- _BRIEF A_
Repeat word for word the stretch of the romaine lettuce article from "The reason why" through "a year later.".
- _BRIEF B_
According to the romaine lettuce article, how many people did this year's ground turkey outbreak infect, and in how many states?
- _BRIEF C_
Carry on the romaine lettuce article from where it stops.

- _EXERCISE TEXT_
________________________________________

The food science deficit — romaine lettuce is just the tip of the iceberg
The Caesar salad has its roots in the Prohibition of the 1920s. Restaurateur Caesar Cardini, who emigrated to the U.S. from Italy, opened an eatery in Tijuana to cater to Hollywood stars and moguls at the time seeking an escape from the restrictions on alcohol. A spontaneous, late-night creation — according to legend — the salad soon crossed the border and became a staple of steakhouses and posh restaurants in Los Angeles and New York City.
Ever since then, the romaine variety has had a special place in the hierarchy of lettuce. But now, after a blanket recall days before Thanksgiving, the nation’s most food-oriented holiday, it’s probably the most notorious.
Today, farmers have figured out where to grow most varieties of lettuce at any time of the year. So when romaine was fingered as the source of an E. coli outbreak that sickened 43 people in 12 states, the federal government was able to roll back this blanket prohibition and limit the recall to produce from central California farms, where most of the romaine is grown at this time of year. But limitations in science prevent any further specificity.
Earlier this year, the government used deductive reasoning to squelch a larger E. coli outbreak that killed five people and sickened hundreds in 36 states; after using the genetic fingerprint of the bacteria to trace it to romaine lettuce, they realized that the primary region supplying the country with romaine at the time the outbreak started — southern Arizona — was the probable source.
The reason why the lettuce carried the pathogens in the first place was never confirmed. Contaminated irrigation water was the probable suspect, but without confirmation, there were no concrete lessons learned. It’s not surprising that a separate batch of romaine also became contaminated less than a year later.
We can’t even keep the turkey at Thanksgiving safe. Just about every November, there is a recall of turkey or turkey products because of a food poisoning outbreak. This year, it was ground turkey that infected 164 people in 35 states.
It’s time to inoculate our dinners against food poisoning. And scientists are trying.
Researchers at Tuskegee University — cobbling together a variety of grants whose sources include one of the federal government’s flagship research programs, the Agriculture and Food Research Initiative (AFRI) — developed hand-held tools that can detect more than a dozen varieties of Salmonella in under 10 minutes. Current food screening techniques last up to two days or more.
Researchers at the University of California, Davis — again tapping a variety of public and private sources — developed a databank with the digital genetic signatures from tens of thousands of salmonella strains. This repository can be used in conjunction with the handheld tools to prevent contaminated food from entering supply chains and also to pinpoint sources of multi-state outbreaks.
These developments took place several years ago but have not yet been implemented on a broad enough scale to prevent or even significantly limit both romaine contaminations this year.

________________________________________

- _INFORMATION SHOWN_
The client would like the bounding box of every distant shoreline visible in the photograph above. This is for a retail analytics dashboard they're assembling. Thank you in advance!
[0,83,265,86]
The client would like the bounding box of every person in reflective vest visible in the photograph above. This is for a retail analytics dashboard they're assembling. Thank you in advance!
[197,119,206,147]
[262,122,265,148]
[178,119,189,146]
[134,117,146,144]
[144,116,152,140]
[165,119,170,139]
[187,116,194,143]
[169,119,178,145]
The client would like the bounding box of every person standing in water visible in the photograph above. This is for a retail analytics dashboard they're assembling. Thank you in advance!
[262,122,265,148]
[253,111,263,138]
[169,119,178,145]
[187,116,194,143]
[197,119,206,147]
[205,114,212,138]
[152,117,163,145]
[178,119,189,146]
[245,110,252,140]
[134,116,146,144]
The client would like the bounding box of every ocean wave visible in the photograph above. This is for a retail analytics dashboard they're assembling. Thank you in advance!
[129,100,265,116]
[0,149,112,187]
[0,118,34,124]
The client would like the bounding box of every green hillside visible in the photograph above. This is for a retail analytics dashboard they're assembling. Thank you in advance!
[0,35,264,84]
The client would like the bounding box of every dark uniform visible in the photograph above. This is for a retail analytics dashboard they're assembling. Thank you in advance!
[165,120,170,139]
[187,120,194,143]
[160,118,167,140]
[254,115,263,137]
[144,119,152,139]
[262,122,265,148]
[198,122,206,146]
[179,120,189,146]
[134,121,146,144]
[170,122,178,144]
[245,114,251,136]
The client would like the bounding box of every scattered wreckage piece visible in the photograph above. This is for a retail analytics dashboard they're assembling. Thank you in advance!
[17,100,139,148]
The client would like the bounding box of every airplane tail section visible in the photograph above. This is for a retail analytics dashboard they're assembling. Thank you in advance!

________________________________________

- _EXERCISE ANSWER A_
The reason why the lettuce carried the pathogens in the first place was never confirmed. Contaminated irrigation water was the probable suspect, but without confirmation, there were no concrete lessons learned. It’s not surprising that a separate batch of romaine also became contaminated less than a year later.

- _EXERCISE ANSWER B_
164 people in 35 states.

- _EXERCISE ANSWER C_
Much has been made of the climate change impacts on agriculture, both domestically and overseas, and how more science is needed to help farmers as they keep feeding the world. Our food also needs to remain safe, and you could easily point to a dearth of science in food safety as our food supply chains grow ever more complex.
In fact, agricultural research in all sectors has been woefully neglected. Too many innovations and breakthroughs have yet to be implemented, and even more are left inadequately explored as scientists have to spend more time trying to keep their labs funded than conducting actual research.
One look at the budget of AFRI, the flagship competitive grants program of the U.S. Department of Agriculture (USDA), reveals how funding for the farm and food sciences has stagnated. Congress established AFRI in the 2008 farm bill and set the program’s maximum budget at $700 million. In 10 years, the ambition for this program has not changed — the new farm bill currently being negotiated is not expected to raise this ceiling despite an ever-escalating list of problems that need to be solved.
Even more to the point, the annual budgets allocated to fund AFRI have fallen far short of the ceiling, only barely creeping past the halfway mark in the last few years.
Without a vast infusion of innovation, the size and safety of our food supply will gradually begin to shrink. It might start with “glamor dishes” like the Caesar salad, but romaine is only the tip of the iceberg. Next year at this time, we will doubtlessly see another food safety scare around turkeys — and an unpredictable yet growing number of other outbreaks in between.
The U.S. Centers for Disease Control and Prevention estimate that 48 million people get sick from a foodborne illness, 128,000 are hospitalized, and 3,000 die — every year. The only way to lower these numbers is to put science back on the menu, preferably seated at the head of the table.
Thomas Grumbly serves as president of Supporters of Agricultural Research Foundation. He has held senior policy roles in the Office of Management and Budget, the Agriculture Department and the Food and Drug Administration.